Source excerpt:
== == ==
Studio album by Jermaine Jackson
- Released: June 29, 1977
- Recorded: 1977
- Studio: Motown Recording Studios (Hollywood, California)
- Genre: Funk, soul
- Label: Motown
- Producer: Jermaine Jackson, Michael McGloiry, Greg Wright, Michael L. Smith

Jermaine Jackson chronology
| My Name Is Jermaine (1976) | Feel the Fire (1977) | Frontiers (1978) |

= Feel the Fire (Jermaine Jackson album) =

Feel the Fire is the fourth solo album by Jermaine Jackson, and his second post-Jackson 5 solo album. It was dedicated: "to Jai, born January 27, 1977".
== == ==
Exercise set:
a - Name every producer credited in the Feel the Fire article.
b - Write the next few sentences of the Feel the Fire article, starting after its final sentence.

Material shown:
== == ==
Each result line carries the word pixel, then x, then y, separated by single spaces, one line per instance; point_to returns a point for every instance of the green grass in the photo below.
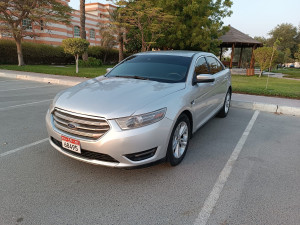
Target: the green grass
pixel 256 86
pixel 289 72
pixel 59 70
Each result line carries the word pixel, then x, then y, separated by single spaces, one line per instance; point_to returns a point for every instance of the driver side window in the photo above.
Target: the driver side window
pixel 201 67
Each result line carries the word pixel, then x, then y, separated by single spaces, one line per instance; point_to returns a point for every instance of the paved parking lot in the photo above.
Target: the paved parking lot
pixel 38 185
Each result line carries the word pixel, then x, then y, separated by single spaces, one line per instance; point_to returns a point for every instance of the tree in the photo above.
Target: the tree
pixel 116 28
pixel 198 23
pixel 82 26
pixel 273 56
pixel 76 47
pixel 287 56
pixel 19 18
pixel 264 57
pixel 297 53
pixel 149 20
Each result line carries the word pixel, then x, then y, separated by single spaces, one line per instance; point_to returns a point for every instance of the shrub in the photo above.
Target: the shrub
pixel 91 62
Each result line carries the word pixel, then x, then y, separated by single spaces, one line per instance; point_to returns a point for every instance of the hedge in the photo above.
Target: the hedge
pixel 47 54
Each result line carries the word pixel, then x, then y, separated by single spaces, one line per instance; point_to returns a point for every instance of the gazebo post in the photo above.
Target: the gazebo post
pixel 252 58
pixel 240 60
pixel 232 54
pixel 251 70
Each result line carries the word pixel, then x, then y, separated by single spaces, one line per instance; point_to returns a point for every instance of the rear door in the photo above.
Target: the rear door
pixel 220 84
pixel 203 94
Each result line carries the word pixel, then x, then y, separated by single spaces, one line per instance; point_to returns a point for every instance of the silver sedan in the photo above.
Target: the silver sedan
pixel 142 111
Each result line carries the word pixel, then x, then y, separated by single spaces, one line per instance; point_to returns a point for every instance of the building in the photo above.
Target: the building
pixel 54 33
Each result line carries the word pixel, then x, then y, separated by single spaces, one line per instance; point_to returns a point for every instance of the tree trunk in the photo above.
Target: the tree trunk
pixel 20 53
pixel 77 58
pixel 121 47
pixel 82 26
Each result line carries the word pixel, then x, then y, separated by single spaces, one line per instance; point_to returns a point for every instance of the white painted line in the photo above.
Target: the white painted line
pixel 23 105
pixel 8 81
pixel 26 88
pixel 23 147
pixel 214 195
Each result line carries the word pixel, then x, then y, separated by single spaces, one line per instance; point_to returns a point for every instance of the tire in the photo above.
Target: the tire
pixel 178 143
pixel 225 108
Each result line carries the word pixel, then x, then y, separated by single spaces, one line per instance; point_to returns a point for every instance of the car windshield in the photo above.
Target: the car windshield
pixel 161 68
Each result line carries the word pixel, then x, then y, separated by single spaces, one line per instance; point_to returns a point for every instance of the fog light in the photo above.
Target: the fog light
pixel 139 156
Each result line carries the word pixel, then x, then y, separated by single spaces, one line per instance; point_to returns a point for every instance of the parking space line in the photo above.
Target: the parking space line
pixel 214 195
pixel 26 88
pixel 23 105
pixel 8 81
pixel 23 147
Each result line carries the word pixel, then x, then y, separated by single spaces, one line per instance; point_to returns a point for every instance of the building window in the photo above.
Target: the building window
pixel 92 33
pixel 42 24
pixel 26 24
pixel 76 31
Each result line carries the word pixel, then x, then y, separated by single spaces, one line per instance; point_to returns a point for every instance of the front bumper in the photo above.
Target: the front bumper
pixel 117 143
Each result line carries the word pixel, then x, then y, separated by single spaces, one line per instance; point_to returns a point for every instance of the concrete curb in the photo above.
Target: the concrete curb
pixel 273 108
pixel 45 78
pixel 71 81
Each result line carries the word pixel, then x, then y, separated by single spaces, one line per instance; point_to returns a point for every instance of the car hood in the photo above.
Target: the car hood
pixel 113 97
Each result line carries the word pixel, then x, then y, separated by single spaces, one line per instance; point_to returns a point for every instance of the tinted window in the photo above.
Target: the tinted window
pixel 163 68
pixel 214 65
pixel 201 67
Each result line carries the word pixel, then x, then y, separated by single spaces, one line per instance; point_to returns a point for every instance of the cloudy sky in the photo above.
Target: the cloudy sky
pixel 253 17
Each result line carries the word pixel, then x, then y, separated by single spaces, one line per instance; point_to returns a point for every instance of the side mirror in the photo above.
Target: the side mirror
pixel 204 78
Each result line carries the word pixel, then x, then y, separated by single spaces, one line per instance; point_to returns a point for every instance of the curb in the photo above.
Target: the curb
pixel 61 81
pixel 272 108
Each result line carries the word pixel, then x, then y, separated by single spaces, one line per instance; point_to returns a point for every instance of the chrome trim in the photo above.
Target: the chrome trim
pixel 88 127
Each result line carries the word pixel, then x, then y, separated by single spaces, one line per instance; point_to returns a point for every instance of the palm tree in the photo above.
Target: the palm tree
pixel 82 25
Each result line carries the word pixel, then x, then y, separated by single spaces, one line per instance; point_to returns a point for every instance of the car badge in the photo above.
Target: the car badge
pixel 72 125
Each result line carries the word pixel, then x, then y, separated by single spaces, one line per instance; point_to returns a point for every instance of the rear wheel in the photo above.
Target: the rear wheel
pixel 225 109
pixel 179 140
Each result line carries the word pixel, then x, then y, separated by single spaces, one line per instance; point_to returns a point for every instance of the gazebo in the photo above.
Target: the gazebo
pixel 236 39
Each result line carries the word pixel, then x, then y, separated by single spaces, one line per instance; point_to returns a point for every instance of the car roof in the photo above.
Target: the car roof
pixel 176 53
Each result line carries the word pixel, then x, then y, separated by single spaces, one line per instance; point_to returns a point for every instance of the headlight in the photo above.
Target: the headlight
pixel 51 107
pixel 132 122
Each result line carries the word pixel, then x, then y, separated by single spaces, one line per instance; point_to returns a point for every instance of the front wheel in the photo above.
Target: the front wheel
pixel 225 109
pixel 179 140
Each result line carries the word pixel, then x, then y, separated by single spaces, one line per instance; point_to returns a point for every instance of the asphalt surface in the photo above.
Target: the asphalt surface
pixel 38 185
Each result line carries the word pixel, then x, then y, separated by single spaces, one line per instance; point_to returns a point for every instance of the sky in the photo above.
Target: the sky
pixel 252 17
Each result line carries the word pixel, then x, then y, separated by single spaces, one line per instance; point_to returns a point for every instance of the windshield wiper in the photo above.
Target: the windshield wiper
pixel 134 77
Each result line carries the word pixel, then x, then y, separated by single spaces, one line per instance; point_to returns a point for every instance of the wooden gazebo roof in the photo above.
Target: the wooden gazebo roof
pixel 238 38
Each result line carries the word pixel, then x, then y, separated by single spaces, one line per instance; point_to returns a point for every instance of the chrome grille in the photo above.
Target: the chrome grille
pixel 86 127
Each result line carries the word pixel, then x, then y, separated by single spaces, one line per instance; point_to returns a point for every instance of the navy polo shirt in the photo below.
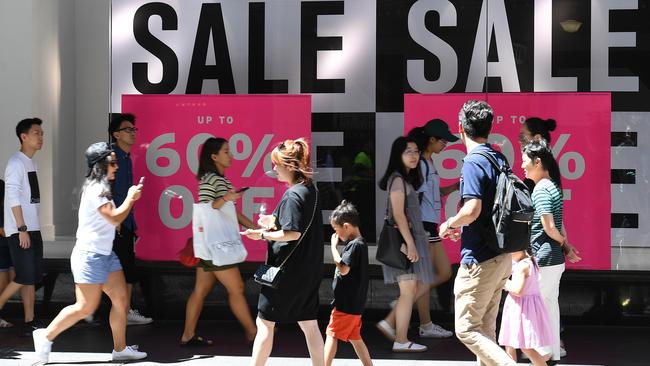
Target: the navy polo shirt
pixel 123 181
pixel 478 180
== == ==
Final results:
a - Jermaine Jackson, Michael McGloiry, Greg Wright, Michael L. Smith

b -
Professional ratings
Review scores
| Source | Rating |
| AllMusic | Star |
| The Encyclopedia of Popular Music | Star |
| The New Rolling Stone Record Guide | Star |

==Production==
Feel the Fire is the first album for which Jackson did some producing and writing for himself. The album includes Tower of Power's horn section, and Stevie Wonder's ex-wife Syreeta. Its only single release was the Earth, Wind & Fire-inspired "You Need To Be Loved", which has a saxophone solo by Lenny Pickett.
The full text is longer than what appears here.